Natural language region descriptions
= = =

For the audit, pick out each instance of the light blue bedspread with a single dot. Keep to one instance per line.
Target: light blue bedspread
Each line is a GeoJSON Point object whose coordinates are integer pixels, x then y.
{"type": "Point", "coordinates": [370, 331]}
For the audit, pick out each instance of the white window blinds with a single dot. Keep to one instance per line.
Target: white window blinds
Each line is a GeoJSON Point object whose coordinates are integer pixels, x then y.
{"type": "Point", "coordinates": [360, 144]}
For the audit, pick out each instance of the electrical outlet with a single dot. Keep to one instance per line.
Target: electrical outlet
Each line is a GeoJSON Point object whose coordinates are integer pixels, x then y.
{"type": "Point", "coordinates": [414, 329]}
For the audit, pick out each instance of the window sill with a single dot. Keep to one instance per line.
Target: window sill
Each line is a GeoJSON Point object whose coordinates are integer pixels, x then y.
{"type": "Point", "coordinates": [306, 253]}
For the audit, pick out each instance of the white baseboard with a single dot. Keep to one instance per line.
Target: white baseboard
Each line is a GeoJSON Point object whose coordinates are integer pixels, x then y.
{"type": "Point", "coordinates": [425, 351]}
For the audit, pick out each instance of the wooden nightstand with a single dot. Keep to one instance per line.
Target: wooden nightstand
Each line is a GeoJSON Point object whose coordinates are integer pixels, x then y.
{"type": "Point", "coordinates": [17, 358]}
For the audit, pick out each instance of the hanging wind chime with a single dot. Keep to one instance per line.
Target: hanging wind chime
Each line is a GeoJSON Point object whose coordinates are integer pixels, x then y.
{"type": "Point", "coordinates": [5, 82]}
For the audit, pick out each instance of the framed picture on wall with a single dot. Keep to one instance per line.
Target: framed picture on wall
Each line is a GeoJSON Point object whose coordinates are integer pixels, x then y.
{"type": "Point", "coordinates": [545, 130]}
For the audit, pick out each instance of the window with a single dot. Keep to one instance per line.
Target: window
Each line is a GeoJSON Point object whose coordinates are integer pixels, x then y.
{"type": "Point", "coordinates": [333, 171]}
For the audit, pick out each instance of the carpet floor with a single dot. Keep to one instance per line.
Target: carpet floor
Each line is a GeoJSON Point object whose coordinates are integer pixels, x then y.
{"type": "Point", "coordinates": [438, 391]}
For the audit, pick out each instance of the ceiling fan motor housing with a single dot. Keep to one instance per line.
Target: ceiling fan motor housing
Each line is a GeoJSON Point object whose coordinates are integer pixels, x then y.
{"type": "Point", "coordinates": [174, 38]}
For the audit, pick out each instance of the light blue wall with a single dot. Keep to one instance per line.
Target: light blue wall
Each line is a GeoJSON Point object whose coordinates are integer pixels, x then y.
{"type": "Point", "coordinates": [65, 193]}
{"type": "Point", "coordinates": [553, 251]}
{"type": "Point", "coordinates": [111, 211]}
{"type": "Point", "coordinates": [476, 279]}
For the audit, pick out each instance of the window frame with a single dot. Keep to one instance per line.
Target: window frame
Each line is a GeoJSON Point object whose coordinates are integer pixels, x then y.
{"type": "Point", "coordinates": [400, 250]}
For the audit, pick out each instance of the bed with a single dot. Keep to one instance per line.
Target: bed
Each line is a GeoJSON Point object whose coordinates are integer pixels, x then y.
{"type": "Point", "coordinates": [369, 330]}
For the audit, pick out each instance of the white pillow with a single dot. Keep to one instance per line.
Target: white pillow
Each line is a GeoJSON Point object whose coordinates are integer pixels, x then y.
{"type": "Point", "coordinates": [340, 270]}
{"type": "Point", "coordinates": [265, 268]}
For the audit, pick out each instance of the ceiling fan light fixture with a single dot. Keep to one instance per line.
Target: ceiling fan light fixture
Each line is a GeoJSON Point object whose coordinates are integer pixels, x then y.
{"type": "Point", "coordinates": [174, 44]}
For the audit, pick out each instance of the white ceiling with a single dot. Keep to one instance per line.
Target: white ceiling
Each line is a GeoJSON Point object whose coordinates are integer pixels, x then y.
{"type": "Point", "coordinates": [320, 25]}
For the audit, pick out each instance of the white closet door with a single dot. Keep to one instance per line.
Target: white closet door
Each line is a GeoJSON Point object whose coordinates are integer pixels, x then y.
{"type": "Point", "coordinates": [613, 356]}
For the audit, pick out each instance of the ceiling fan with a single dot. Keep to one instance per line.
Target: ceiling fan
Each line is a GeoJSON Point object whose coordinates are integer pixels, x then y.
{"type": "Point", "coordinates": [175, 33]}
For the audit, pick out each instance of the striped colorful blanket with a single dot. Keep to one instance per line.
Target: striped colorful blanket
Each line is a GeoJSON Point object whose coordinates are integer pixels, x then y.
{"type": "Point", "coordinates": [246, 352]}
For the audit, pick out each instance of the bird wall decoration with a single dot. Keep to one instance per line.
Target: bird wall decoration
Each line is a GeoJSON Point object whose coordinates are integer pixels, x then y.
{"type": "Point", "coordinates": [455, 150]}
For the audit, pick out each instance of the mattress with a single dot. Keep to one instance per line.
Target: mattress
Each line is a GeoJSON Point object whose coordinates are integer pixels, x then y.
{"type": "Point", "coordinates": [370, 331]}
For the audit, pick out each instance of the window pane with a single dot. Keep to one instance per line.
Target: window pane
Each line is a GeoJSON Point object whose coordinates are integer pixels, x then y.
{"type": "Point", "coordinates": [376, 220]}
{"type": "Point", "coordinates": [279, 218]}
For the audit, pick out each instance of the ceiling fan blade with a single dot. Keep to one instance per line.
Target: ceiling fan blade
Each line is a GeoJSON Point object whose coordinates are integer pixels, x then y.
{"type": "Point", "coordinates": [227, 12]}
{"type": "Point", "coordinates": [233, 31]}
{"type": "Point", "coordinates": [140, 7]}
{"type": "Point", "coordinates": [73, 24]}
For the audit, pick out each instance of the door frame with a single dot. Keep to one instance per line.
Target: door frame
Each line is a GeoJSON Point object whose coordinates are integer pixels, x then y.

= = =

Every line in the records has to be written out again exactly.

For the audit, pick out each instance of the light blue bedspread with a single dot. Keep to one instance per line.
Target: light blue bedspread
Each line is a GeoJSON Point object whose coordinates are integer pixels, x then y.
{"type": "Point", "coordinates": [370, 331]}
For the audit, pick out each instance of the white window blinds with a single dot. Keep to one instance per line.
Target: white window blinds
Each line is a GeoJSON Point object whose coordinates are integer pixels, x then y.
{"type": "Point", "coordinates": [360, 144]}
For the audit, pick out each instance of the electrical outlet with a single dot. Keep to one instance per line.
Target: electrical outlet
Each line is a GeoJSON Point object whose coordinates are integer pixels, x then y.
{"type": "Point", "coordinates": [414, 329]}
For the audit, pick out each instance of the window sill with a single dot. Keep to one instance per line.
Target: window sill
Each line is a GeoJSON Point object whose coordinates are integer pixels, x then y.
{"type": "Point", "coordinates": [306, 253]}
For the audit, pick out each instance of the white baseboard with a single dot. Keep to one instance per line.
Target: white baseboard
Each line is a GeoJSON Point object whose coordinates are integer pixels, x then y.
{"type": "Point", "coordinates": [425, 351]}
For the audit, pick out each instance of the wooden nightstand with a single dot. Keep to one instance per line.
Target: wooden nightstand
Each line is a GeoJSON Point object whose coordinates are integer pixels, x then y.
{"type": "Point", "coordinates": [17, 358]}
For the audit, pick out each instance of the hanging wind chime with a single dot. Keep to one instance per line.
Target: hanging wind chime
Each line is a GeoJSON Point object whose coordinates are integer pixels, x then y.
{"type": "Point", "coordinates": [5, 82]}
For the audit, pick out each instance of the framed picture on wall with a single dot. Keep to one instance per line.
Target: framed picture on wall
Each line is a GeoJSON Point object whose coordinates are integer pixels, x then y.
{"type": "Point", "coordinates": [545, 130]}
For the audit, pick out each instance of the window with a single dot. Keep to one instance per line.
Target: window
Each line is a GeoJSON Point object whose coordinates are integer pixels, x then y.
{"type": "Point", "coordinates": [333, 171]}
For the audit, pick out each instance of the carpet floor with a single dot. Keep to one instance per line.
Target: carpet floor
Each line is a GeoJSON Point object whose coordinates are integer pixels, x then y.
{"type": "Point", "coordinates": [438, 391]}
For the audit, pick out each instance of the ceiling fan motor housing with a single dot. Keep to one instance per line.
Target: ceiling fan motor housing
Each line is a GeoJSON Point object whose coordinates are integer pixels, x then y.
{"type": "Point", "coordinates": [174, 38]}
For the audit, pick out each instance of the light blue wall with a single dot. Keep to one instance per line.
Target: light blue wall
Each line is a GeoJSON Point object whose coordinates are integer pixels, x then y.
{"type": "Point", "coordinates": [65, 193]}
{"type": "Point", "coordinates": [553, 251]}
{"type": "Point", "coordinates": [111, 211]}
{"type": "Point", "coordinates": [476, 279]}
For the audit, pick out each instance of the window frame with a single dot. Keep to one instance per line.
Target: window frame
Each line is a GeoJSON Point object whose coordinates are integer pixels, x then y.
{"type": "Point", "coordinates": [400, 250]}
For the audit, pick out each instance of the bed with a single dot. Keep to one instance per line.
Target: bed
Each line is a GeoJSON Point object whose coordinates are integer pixels, x then y.
{"type": "Point", "coordinates": [369, 330]}
For the audit, pick out each instance of the white pillow with a single dot. Keep to one instance per line.
Target: white pillow
Each line is a GeoJSON Point object whose coordinates are integer pixels, x then y.
{"type": "Point", "coordinates": [340, 270]}
{"type": "Point", "coordinates": [265, 268]}
For the audit, pick out each instance of the ceiling fan light fixture with a single dot. Keep to one instance per line.
Target: ceiling fan light fixture
Each line is a GeoJSON Point object whose coordinates are integer pixels, x then y.
{"type": "Point", "coordinates": [174, 44]}
For the audit, pick out each instance of the white ceiling with a single dot. Keep to one instance per line.
Target: white ceiling
Each line is a GeoJSON Point object whose coordinates are integer pixels, x then y.
{"type": "Point", "coordinates": [320, 25]}
For the audit, pick out each instance of the white closet door with a single dot. Keep to one instance per line.
Target: white closet door
Each line is a GeoJSON Point object whose coordinates are integer pixels, x then y.
{"type": "Point", "coordinates": [613, 356]}
For the audit, pick out each instance of the ceiling fan with a single dot. Keep to one instance per line.
Target: ceiling fan
Each line is a GeoJSON Point object whose coordinates are integer pixels, x then y.
{"type": "Point", "coordinates": [175, 33]}
For the audit, pick out each instance of the striped colorful blanket with a single dot. Keep to one instance per line.
Target: striped colorful blanket
Each line is a GeoJSON Point object whose coordinates are integer pixels, x then y.
{"type": "Point", "coordinates": [246, 352]}
For the audit, pick out each instance of the bird wall decoration with a single dot. Keep to one instance per line.
Target: bird wall decoration
Each line is a GeoJSON Point object whose coordinates are integer pixels, x then y.
{"type": "Point", "coordinates": [455, 150]}
For the audit, pick out each instance of the mattress with a single dot. Keep to one instance per line.
Target: mattress
Each line is a GeoJSON Point object whose coordinates are integer pixels, x then y.
{"type": "Point", "coordinates": [370, 331]}
For the audit, pick out each instance of the window pane with a single dot. Keep to one instance per line.
Target: window pane
Each line is a GeoJSON Point object whose coordinates are integer pixels, x then y.
{"type": "Point", "coordinates": [376, 220]}
{"type": "Point", "coordinates": [279, 218]}
For the audit, pick out each instance of the ceiling fan blade with a single dot. Keep to one instance per line.
Target: ceiling fan blade
Each line is a GeoJSON Point object whose coordinates are integer pixels, x then y.
{"type": "Point", "coordinates": [227, 12]}
{"type": "Point", "coordinates": [233, 31]}
{"type": "Point", "coordinates": [140, 7]}
{"type": "Point", "coordinates": [73, 24]}
For the audit, pick out each instance of the door frame with a single dot. Keep to one instance per line.
Target: door frame
Each line is a GeoJSON Point object whose coordinates are integer pixels, x then y.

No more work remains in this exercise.